_Text passage_
☆ ☆ ☆ ☆
Reputation: 377
I'd like to use the Mahalanobis distance in the K-means algorithm, because I have 4 variables which are highly correlated (0.85)
It appears to me that it's better to use the Mahalanobis distance in this case.
The problem is I don't know how to implement it in R, with the K-means algorithm.
I think I need to "fake" it in transform the data before the clustering step, but I don't know how.
I tried the classical kmeans, with the euclidian distance on standardize data, but as I said, there is too much correlation.
fit <- kmeans(mydata.standardize, 4)
I also tried to find a distance parameter, but I think it doesn't exist in the kmeans() function.
The expected result is a way to applied the K-means algorithm with the Mahalanobis distance.
☆ ☆ ☆ ☆
_Data lines_
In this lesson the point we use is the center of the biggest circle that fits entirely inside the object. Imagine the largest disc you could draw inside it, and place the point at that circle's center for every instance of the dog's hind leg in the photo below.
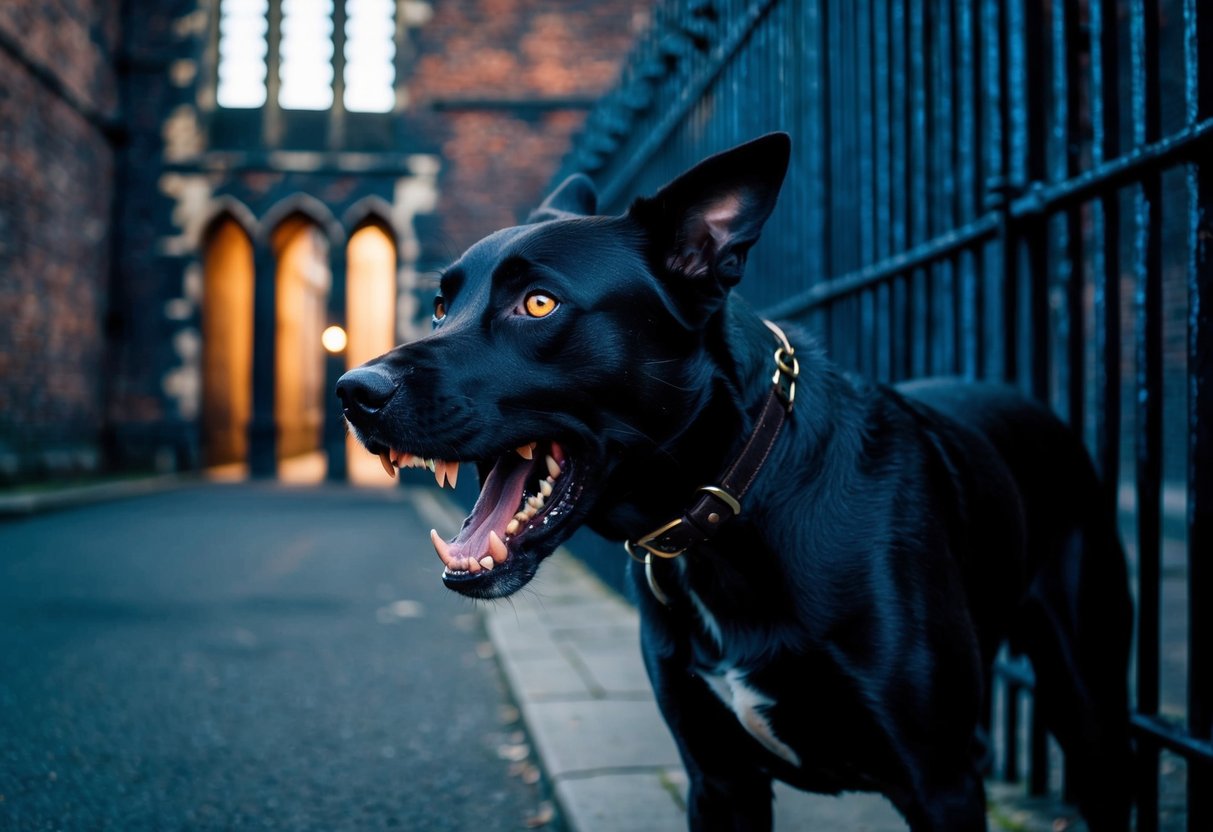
☆ ☆ ☆ ☆
_Objectives_
(A) In the post on K-means with the Mahalanobis distance, how strongly correlated are the four variables?
(B) Reproduce word for word the part of the post on K-means with the Mahalanobis distance that starts at the words "Reputation: 377" and ends after the words "the K-means algorithm.".
(C) Carry the post on K-means with the Mahalanobis distance further, picking up right after its last sentence.
The listing has no connection to the post on K-means with the Mahalanobis distance.

_In response_
(A) They are correlated at 0.85.

(B)
Reputation: 377
I'd like to use the Mahalanobis distance in the K-means algorithm, because I have 4 variables which are highly correlated (0.85)
It appears to me that it's better to use the Mahalanobis distance in this case.
The problem is I don't know how to implement it in R, with the K-means algorithm.

(C)
Upvotes: 3
Views: 9450
Reputation: 61
You can see in page 10 of Brian S. Everitt book -"An R and S-PLUS® Companion to Multivariate Analysis", the formula for Mahalanobis distance. Euclidean distance is one special case of mahalanobis, when the sample covariance is identity matrix. Then the euclidean distance with rescaled data in 'y', is mahalanobis.
# Rescale the data
C <- chol( var(x) )
y <- x %*% solve(C)
var(y) # The identity matrix
Upvotes: 0
Reputation: 32351
You can rescale the data before running the algorithm, using the Cholesky decomposition of the variance matrix: the Euclidian distance after the transformation is the Mahalanobis distance before.
# Sample data
n <- 100
k <- 5
x <- matrix( rnorm(k*n), nr=n, nc=k )
x[,1:2] <- x[,1:2] %*% matrix( c(.9,1,1,.9), 2, 2 )
var(x)
# Rescale the data
C <- chol( var(x) )
y <- x %*% solve(C)
var(y) # The identity matrix
kmeans(y, 4)
But this assumes that all the clusters have the same shape and orientations as the whole data.
If this is not the case, you may want to look at models that explicitly allow for elliptical clusters,
e.g., in the mclust
package.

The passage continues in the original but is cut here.